### Exercise details
Beginning with the line that holds "Expected: one point per instance of the child's eye, each", copy each line to the end of the records exactly, except the pictures.

### Raw data
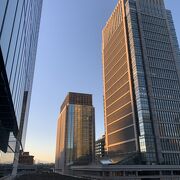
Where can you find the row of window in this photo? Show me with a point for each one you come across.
(171, 158)
(156, 36)
(163, 73)
(168, 117)
(153, 20)
(159, 53)
(166, 93)
(169, 130)
(161, 63)
(170, 144)
(158, 45)
(165, 83)
(167, 105)
(154, 28)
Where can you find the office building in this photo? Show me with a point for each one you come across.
(141, 75)
(75, 132)
(25, 158)
(100, 148)
(19, 29)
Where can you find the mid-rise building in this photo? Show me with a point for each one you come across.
(141, 74)
(19, 29)
(100, 148)
(75, 132)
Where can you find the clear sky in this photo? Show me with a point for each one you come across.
(69, 59)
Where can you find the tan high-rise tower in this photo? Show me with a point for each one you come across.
(140, 55)
(75, 141)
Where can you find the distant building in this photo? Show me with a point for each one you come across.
(19, 30)
(100, 147)
(141, 72)
(75, 132)
(25, 158)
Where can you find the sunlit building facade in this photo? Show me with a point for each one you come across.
(19, 29)
(100, 148)
(75, 132)
(141, 62)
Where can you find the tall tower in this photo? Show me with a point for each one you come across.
(75, 141)
(141, 75)
(19, 29)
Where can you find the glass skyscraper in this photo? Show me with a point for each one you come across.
(75, 141)
(19, 29)
(141, 74)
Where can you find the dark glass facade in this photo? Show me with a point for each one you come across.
(75, 132)
(19, 29)
(152, 56)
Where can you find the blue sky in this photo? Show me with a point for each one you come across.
(69, 59)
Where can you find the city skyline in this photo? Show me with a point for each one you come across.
(19, 32)
(33, 147)
(141, 84)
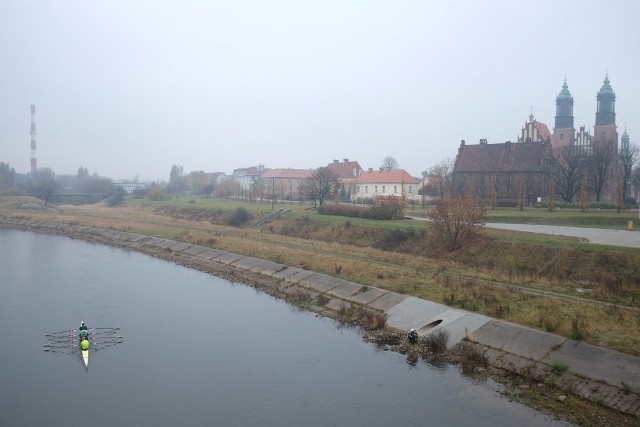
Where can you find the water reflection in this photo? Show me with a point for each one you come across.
(203, 351)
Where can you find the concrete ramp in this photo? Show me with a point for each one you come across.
(516, 339)
(618, 369)
(427, 316)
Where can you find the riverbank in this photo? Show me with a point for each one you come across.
(584, 402)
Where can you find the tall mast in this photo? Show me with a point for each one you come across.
(34, 161)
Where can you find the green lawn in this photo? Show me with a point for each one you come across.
(593, 218)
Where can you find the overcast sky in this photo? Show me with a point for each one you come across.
(129, 88)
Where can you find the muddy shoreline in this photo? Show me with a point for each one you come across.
(548, 394)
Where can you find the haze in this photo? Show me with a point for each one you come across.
(128, 89)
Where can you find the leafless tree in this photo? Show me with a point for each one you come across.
(457, 221)
(319, 185)
(442, 174)
(628, 158)
(44, 180)
(389, 163)
(601, 164)
(571, 164)
(177, 180)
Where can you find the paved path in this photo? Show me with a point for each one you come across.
(629, 239)
(600, 236)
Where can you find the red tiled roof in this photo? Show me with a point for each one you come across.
(506, 157)
(345, 169)
(393, 176)
(287, 173)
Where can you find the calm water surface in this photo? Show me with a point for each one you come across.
(203, 351)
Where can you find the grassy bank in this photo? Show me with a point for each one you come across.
(552, 283)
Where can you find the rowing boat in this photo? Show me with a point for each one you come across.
(75, 341)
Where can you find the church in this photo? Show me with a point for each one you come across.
(503, 173)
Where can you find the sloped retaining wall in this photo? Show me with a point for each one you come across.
(594, 373)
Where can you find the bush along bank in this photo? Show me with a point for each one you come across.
(321, 293)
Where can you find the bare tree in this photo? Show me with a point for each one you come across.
(571, 164)
(44, 180)
(442, 174)
(389, 163)
(7, 175)
(628, 158)
(601, 162)
(457, 221)
(319, 185)
(177, 180)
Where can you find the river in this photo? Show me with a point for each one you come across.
(199, 350)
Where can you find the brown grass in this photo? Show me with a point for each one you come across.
(509, 289)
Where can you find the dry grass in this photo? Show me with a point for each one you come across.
(509, 291)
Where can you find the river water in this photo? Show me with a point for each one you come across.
(203, 351)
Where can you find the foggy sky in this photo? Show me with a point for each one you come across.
(129, 88)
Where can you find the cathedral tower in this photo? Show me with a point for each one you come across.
(605, 128)
(563, 131)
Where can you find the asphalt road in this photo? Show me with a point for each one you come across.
(630, 239)
(600, 236)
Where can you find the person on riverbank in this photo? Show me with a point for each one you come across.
(413, 336)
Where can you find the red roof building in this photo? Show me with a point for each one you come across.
(384, 183)
(283, 184)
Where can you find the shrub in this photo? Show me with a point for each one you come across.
(437, 342)
(578, 327)
(238, 217)
(558, 367)
(457, 221)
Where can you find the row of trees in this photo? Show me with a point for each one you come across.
(44, 183)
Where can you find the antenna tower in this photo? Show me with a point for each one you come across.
(34, 161)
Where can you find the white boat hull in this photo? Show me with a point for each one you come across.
(85, 358)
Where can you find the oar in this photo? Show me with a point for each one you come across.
(60, 332)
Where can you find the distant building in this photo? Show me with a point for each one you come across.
(499, 172)
(347, 172)
(131, 187)
(496, 171)
(247, 177)
(386, 182)
(283, 184)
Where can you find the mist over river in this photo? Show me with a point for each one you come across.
(201, 351)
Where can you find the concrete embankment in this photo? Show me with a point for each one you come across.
(594, 373)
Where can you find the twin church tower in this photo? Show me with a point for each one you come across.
(604, 131)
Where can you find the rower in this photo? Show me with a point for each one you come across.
(413, 336)
(83, 331)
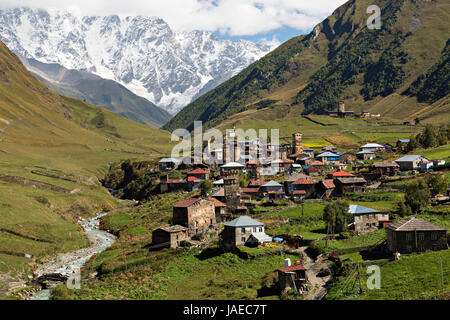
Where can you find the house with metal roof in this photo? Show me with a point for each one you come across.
(374, 147)
(169, 164)
(239, 231)
(366, 155)
(366, 219)
(327, 157)
(415, 235)
(410, 162)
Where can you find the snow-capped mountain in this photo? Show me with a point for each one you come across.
(142, 53)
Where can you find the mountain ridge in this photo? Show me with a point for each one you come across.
(142, 53)
(98, 91)
(341, 59)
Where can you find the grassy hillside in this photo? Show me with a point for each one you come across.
(96, 90)
(342, 60)
(53, 150)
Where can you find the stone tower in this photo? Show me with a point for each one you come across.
(297, 146)
(232, 189)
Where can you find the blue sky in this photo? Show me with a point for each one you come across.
(255, 20)
(281, 35)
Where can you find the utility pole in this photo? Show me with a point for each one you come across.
(359, 277)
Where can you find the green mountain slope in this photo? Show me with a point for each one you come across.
(96, 90)
(53, 151)
(340, 60)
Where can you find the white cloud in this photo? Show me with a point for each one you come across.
(230, 17)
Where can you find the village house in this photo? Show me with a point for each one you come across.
(198, 173)
(239, 231)
(340, 174)
(305, 185)
(347, 158)
(168, 237)
(220, 209)
(330, 148)
(167, 164)
(366, 219)
(312, 171)
(327, 157)
(374, 147)
(415, 235)
(387, 168)
(402, 144)
(410, 162)
(325, 188)
(231, 166)
(346, 185)
(273, 190)
(288, 183)
(292, 277)
(196, 214)
(366, 155)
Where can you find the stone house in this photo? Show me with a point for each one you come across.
(410, 162)
(345, 185)
(292, 277)
(199, 174)
(347, 158)
(238, 232)
(415, 235)
(169, 164)
(325, 188)
(366, 219)
(220, 209)
(196, 214)
(169, 237)
(385, 168)
(306, 185)
(366, 155)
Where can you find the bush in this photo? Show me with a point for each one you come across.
(185, 244)
(61, 292)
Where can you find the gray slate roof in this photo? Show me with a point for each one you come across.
(272, 184)
(327, 154)
(414, 224)
(244, 221)
(357, 209)
(409, 158)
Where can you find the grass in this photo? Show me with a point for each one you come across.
(195, 275)
(415, 276)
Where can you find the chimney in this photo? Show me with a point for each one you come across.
(287, 262)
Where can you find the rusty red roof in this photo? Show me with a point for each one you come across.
(249, 190)
(303, 181)
(257, 183)
(197, 171)
(186, 203)
(217, 203)
(175, 181)
(292, 268)
(341, 173)
(328, 183)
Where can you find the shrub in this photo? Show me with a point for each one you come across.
(61, 292)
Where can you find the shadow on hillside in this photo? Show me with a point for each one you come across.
(209, 253)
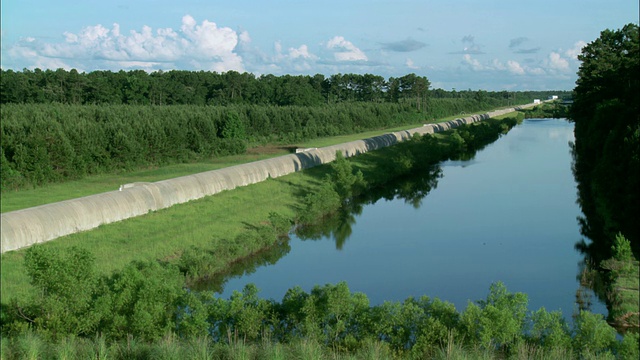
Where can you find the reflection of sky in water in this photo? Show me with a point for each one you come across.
(509, 217)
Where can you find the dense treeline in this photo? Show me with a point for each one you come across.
(43, 143)
(177, 87)
(606, 112)
(61, 125)
(145, 310)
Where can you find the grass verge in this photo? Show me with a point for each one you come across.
(163, 235)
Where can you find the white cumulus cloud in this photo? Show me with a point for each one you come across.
(575, 50)
(344, 50)
(515, 68)
(202, 45)
(557, 62)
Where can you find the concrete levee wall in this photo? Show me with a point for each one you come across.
(43, 223)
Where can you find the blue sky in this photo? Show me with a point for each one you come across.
(457, 44)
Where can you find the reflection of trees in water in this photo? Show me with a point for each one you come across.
(412, 189)
(242, 267)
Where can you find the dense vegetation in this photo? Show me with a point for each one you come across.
(137, 87)
(61, 125)
(145, 310)
(606, 112)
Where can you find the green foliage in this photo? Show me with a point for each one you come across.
(550, 330)
(499, 320)
(621, 249)
(346, 182)
(320, 204)
(629, 347)
(592, 334)
(144, 300)
(68, 291)
(607, 130)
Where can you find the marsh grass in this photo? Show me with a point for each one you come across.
(205, 223)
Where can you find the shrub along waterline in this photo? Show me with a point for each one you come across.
(133, 301)
(209, 223)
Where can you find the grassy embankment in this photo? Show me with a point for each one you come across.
(210, 223)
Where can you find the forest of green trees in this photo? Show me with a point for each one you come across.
(606, 112)
(146, 310)
(178, 87)
(61, 125)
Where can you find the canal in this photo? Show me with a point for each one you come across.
(509, 214)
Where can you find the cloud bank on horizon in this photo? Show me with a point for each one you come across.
(380, 37)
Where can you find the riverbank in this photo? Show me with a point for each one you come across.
(209, 223)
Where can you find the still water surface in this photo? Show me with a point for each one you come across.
(507, 215)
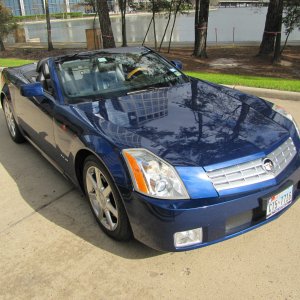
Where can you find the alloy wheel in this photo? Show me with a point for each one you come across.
(11, 123)
(102, 198)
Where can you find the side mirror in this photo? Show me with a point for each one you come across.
(177, 64)
(32, 90)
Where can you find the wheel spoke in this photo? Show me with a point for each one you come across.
(98, 178)
(92, 181)
(93, 197)
(109, 220)
(106, 192)
(112, 209)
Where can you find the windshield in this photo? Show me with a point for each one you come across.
(102, 75)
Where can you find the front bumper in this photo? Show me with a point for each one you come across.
(154, 222)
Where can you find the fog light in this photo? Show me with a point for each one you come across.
(188, 238)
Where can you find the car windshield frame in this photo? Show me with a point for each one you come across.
(93, 76)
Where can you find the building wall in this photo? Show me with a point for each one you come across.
(14, 6)
(35, 7)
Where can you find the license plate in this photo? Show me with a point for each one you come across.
(278, 202)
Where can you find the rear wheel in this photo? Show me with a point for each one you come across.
(12, 126)
(104, 200)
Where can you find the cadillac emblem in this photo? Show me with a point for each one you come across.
(268, 165)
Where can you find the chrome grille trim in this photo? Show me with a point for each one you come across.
(253, 171)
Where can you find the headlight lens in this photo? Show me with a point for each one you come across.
(153, 176)
(283, 112)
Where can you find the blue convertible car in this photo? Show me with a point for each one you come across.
(176, 162)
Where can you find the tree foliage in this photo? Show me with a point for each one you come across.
(7, 24)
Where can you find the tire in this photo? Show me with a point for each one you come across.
(105, 200)
(11, 123)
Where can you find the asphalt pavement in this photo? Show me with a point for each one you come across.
(51, 247)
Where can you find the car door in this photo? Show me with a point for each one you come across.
(35, 114)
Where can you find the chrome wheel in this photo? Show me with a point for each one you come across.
(11, 123)
(102, 198)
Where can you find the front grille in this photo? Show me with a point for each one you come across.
(253, 171)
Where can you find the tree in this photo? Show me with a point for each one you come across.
(171, 4)
(177, 8)
(201, 23)
(122, 5)
(155, 7)
(272, 27)
(7, 24)
(105, 24)
(291, 20)
(276, 57)
(50, 45)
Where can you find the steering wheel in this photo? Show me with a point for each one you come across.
(136, 72)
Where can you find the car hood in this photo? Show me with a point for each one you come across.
(195, 123)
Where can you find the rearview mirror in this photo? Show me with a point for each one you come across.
(32, 90)
(177, 64)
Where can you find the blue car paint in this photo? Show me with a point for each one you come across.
(101, 128)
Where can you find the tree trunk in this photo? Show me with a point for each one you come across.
(105, 24)
(122, 5)
(154, 30)
(50, 45)
(277, 53)
(167, 25)
(271, 27)
(196, 44)
(147, 32)
(201, 29)
(173, 26)
(2, 47)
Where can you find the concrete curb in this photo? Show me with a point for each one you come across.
(267, 93)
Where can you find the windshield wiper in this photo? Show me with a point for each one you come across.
(160, 86)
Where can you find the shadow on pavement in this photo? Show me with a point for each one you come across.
(49, 194)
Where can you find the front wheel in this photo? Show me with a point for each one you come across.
(104, 200)
(12, 126)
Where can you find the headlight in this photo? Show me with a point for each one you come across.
(153, 176)
(283, 112)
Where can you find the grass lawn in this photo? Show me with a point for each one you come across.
(13, 62)
(251, 81)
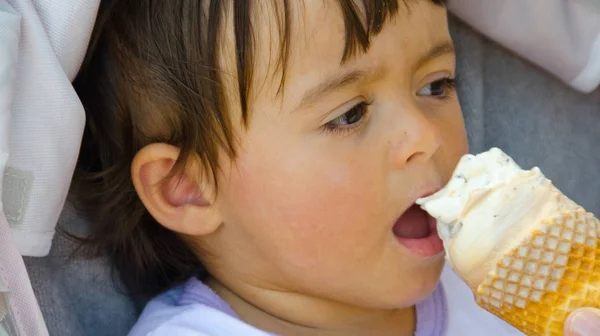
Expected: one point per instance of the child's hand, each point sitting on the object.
(583, 322)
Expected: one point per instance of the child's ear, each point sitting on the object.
(182, 203)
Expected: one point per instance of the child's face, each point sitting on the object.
(309, 204)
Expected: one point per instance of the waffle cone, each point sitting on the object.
(554, 270)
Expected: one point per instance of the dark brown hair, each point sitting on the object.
(152, 75)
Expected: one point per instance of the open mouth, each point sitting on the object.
(413, 224)
(416, 230)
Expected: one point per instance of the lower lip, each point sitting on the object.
(429, 246)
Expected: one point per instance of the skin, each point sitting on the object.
(299, 240)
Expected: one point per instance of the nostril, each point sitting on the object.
(414, 156)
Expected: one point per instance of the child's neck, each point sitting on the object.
(292, 314)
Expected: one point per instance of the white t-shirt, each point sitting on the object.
(194, 310)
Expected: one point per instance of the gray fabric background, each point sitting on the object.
(507, 103)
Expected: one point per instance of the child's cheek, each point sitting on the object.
(310, 208)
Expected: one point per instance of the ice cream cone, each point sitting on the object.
(554, 271)
(530, 254)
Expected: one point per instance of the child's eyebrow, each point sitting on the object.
(334, 83)
(353, 76)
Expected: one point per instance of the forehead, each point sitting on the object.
(317, 39)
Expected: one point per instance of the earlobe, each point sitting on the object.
(180, 203)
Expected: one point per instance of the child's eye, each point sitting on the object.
(350, 120)
(439, 89)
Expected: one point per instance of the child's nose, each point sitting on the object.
(419, 138)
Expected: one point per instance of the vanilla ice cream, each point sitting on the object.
(488, 207)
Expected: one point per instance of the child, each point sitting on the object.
(258, 162)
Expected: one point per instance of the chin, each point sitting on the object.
(415, 285)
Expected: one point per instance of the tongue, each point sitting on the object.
(413, 224)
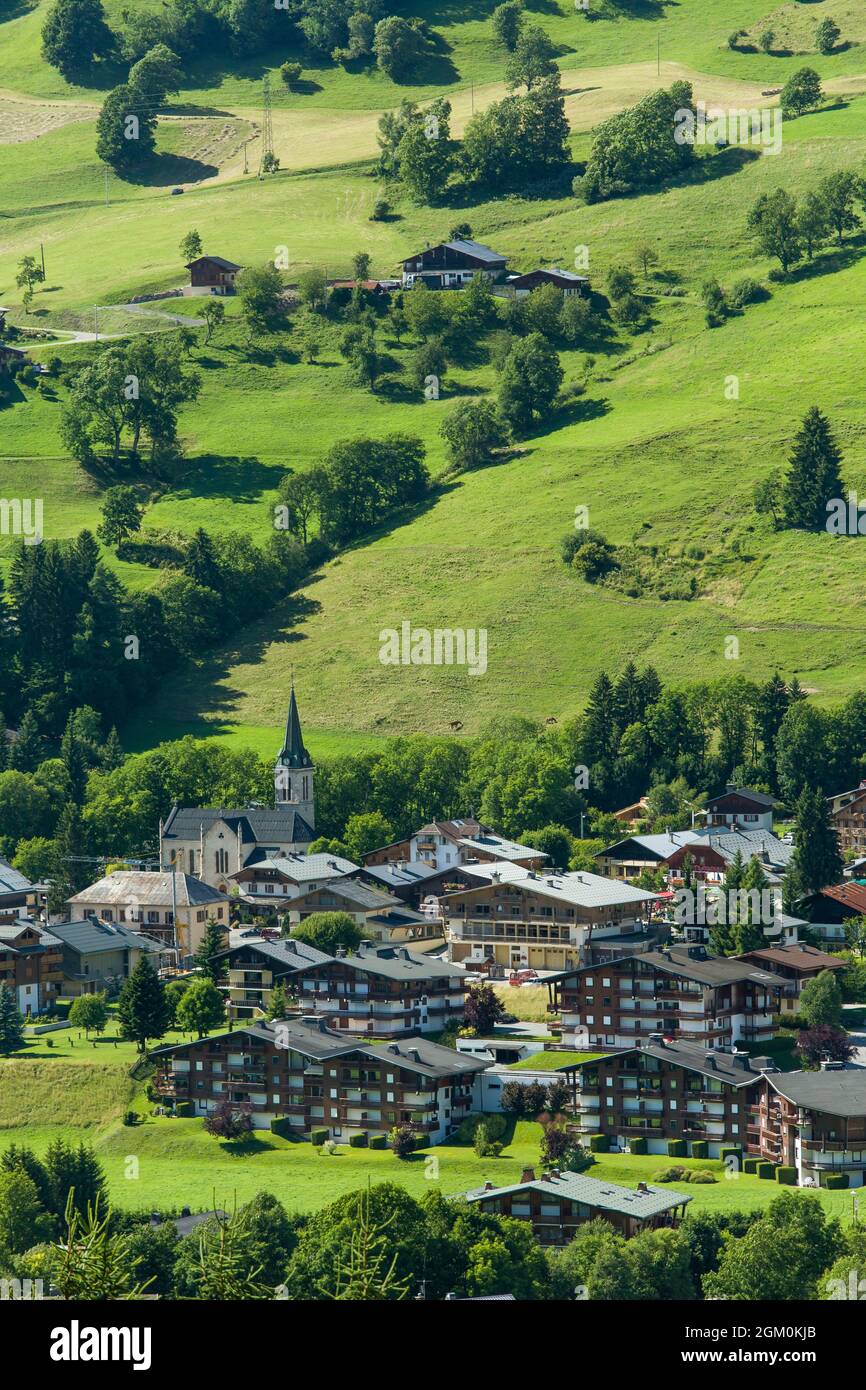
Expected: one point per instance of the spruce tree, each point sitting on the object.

### Response to this exercise
Expected: one point per instance of the child's eye, each point sitting on the object.
(350, 120)
(439, 89)
Expected: one point per instance of the child's nose, each point sitting on the object.
(419, 138)
Expected: one point per instance of the vanilla ice cream, each point sitting on the object.
(488, 207)
Expected: one point per instance of the child, each point sitting on the object.
(258, 162)
Expected: one point per instance of the chin, each point sitting on the object.
(415, 285)
Expected: one point per instance of the tongue, each point sitting on the object.
(413, 224)
Expected: one point per instance of the spruce tree, each point sitting on the object.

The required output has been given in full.